23

I have x_data and labels separately. How can I combine and load them in the model using torch.utils.data.DataLoader?

I have a dataset that I created and the training data has 20k samples and the labels are also separate. Lets say I want to load a dataset in the model, shuffle each time and use the batch size that I prefer. The Dataloader function does that. How can I combine and put them in the function so that I can train it in the model in pytorch?

Amarnath
  • 361
  • 1
  • 2
  • 5

2 Answers2

17

Assuming both of x_data and labels are lists or numpy arrays,

train_data = []
for i in range(len(x_data)):
   train_data.append([x_data[i], labels[i]])

trainloader = torch.utils.data.DataLoader(train_data, shuffle=True, batch_size=100)
i1, l1 = next(iter(trainloader))
print(i1.shape)
ASHu2
  • 270
  • 2
  • 6
7

I think the standard way is to create a Dataset class object from the arrays and pass the Dataset object to the DataLoader.

One solution is to inherit from the Dataset class and define a custom class that implements __len__() and __get__(), where you pass X and y to the __init__(self,X,y).

#### [Information supplied]
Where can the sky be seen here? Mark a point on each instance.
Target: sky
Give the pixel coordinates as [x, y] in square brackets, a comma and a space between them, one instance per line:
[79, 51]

#### [What you are asked to do]
Extend the thread on loading separate data and labels into a PyTorch DataLoader, picking up right after its final sentence. The material has no connection to the thread about the PyTorch DataLoader.

#### [Written answer]
For your simple case with two arrays and without the necessity for a special __get__() function beyond taking the values in row i, you can also use transform the arrays into Tensor objects and pass them to TensorDataset.

Run the following code for a self-contained example.

# Create a dataset like the one you describe
from sklearn.datasets import make_classification
X,y = make_classification()

# Load necessary Pytorch packages
from torch.utils.data import DataLoader, TensorDataset
from torch import Tensor

# Create dataset from several tensors with matching first dimension
# Samples will be drawn from the first dimension (rows)
dataset = TensorDataset( Tensor(X), Tensor(y) )

# Create a data loader from the dataset
# Type of sampling and batch size are specified at this step
loader = DataLoader(dataset, batch_size= 3)

# Quick test
next(iter(loader))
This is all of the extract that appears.